— Text segment —
****************************************

It all seems so nice, so possible to wait patiently for the Lord, reading the words on the page, but we know that our anxious thoughts have led us astray before and will do it again. How can we repent from the sin of worry. Oswald Chambers suggests a way if you and I have the will to follow it. “Have you been propping up that foolish soul of yours with the idea that your circumstances are too much for God to handle? Set all your opinions and speculations aside and ‘abide under the shadow of the Almighty’ (Psalm 91:1). Deliberately tell God that you will not fret about whatever concerns you” (My Utmost for His Highest, July 4).

Too simple? True repentance always requires ruthless simplicity. You change direction and leave everything behind when you repent or you are going to die. “Remember Lot’s wife” warned Jesus (Luke 17:32).

Fretting is an addictive sin and it is hard to quit. We require redemption from enslavement to our fretfulness as with every other sin. It is a deceptive pride to think that to worry is to love. What exposes that falsehood is this truth: “Love does not insist on its own way. . . It bears all things, believes all things, hopes all things, endures all things” (1 Cor. 13:5). True love expresses itself in trust and freedom, not anxious attempts to control the result.

****************************************

— Stored data —
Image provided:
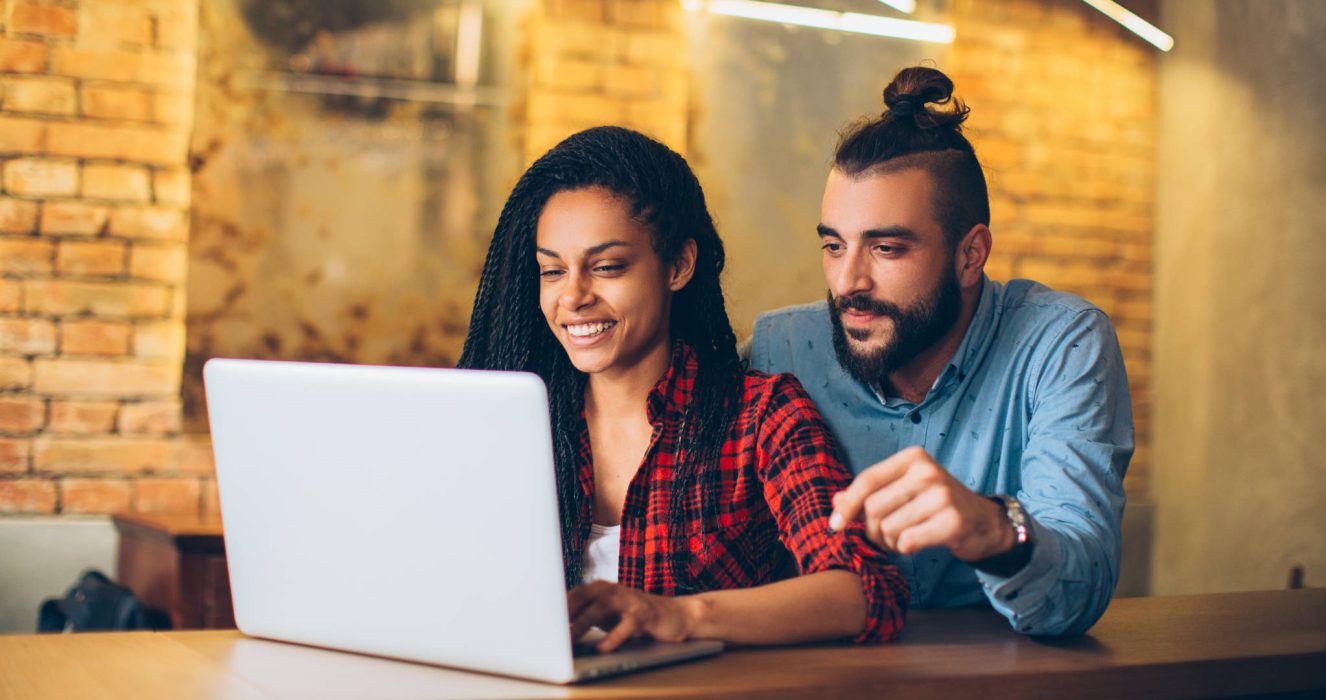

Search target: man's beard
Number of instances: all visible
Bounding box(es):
[829,265,963,388]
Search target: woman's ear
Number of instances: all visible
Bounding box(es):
[667,239,697,292]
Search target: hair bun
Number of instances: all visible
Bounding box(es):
[883,66,969,129]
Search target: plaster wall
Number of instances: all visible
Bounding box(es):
[1152,0,1326,594]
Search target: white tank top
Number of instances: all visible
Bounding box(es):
[581,522,622,583]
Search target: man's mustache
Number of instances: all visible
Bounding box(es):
[833,294,903,318]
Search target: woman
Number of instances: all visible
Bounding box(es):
[460,127,907,652]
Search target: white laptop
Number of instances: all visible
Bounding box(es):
[203,359,723,683]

****************************************

— Check your understanding —
1. According to the passage on worry, why is it a deceptive pride to think that to worry is to love? Please answer in one to three sentences.
2. Carry on the passage on worry from its final sentence, keeping its voice and subject.

— Answers to each task —
1. The idea that worrying is loving is exposed as false by the truth that "Love does not insist on its own way" but "bears all things, believes all things, hopes all things, endures all things" (1 Cor. 13:5). True love shows itself in trust and freedom rather than in anxious attempts to control the result.

2.
I am not known as a fretter, but I am human and there isn’t a day that goes by that fear does not creep into my heart. I have searched in vain over my lifetime for some formula, some technique that will eliminate worry. The only thing I know to do is accept that the Lord loves me and holds my life in his hands. I pray in faith, “Lord, who reigns in grace and truth, take over, please. Empty me of my pride and fears and clear the debris of my selfishness9 out of the way. Leave nothing of me to be seen or heard. Let there be only You and none of me  to your Glory. Yes!”

Many times I have prayed this prayer, often shortened to “Lord, let it be all you and none of me”–before speaking; before court hearings; before facing anger and criticism; before asking for forgiveness; before worship; in the midst of a boring day when self-pity and carelessness tempt me; after soul-bruising confrontations that pump me full of adrenaline and pompous ego;  and after the staining residue of a shameful loss of temper. I have learned this prayer bit by bit, in halting, pleading whispers of my desperate heart uttered in honest ,”nothing-left-to-lose” faith. I can report that the Father hears and answers that prayer.

“Do not fret” is not a suggestion or a guideline. It is the irrevocable command of the Most High God who enables me to fulfill it time and again by his grace. To not heed that command is to place my importance before his.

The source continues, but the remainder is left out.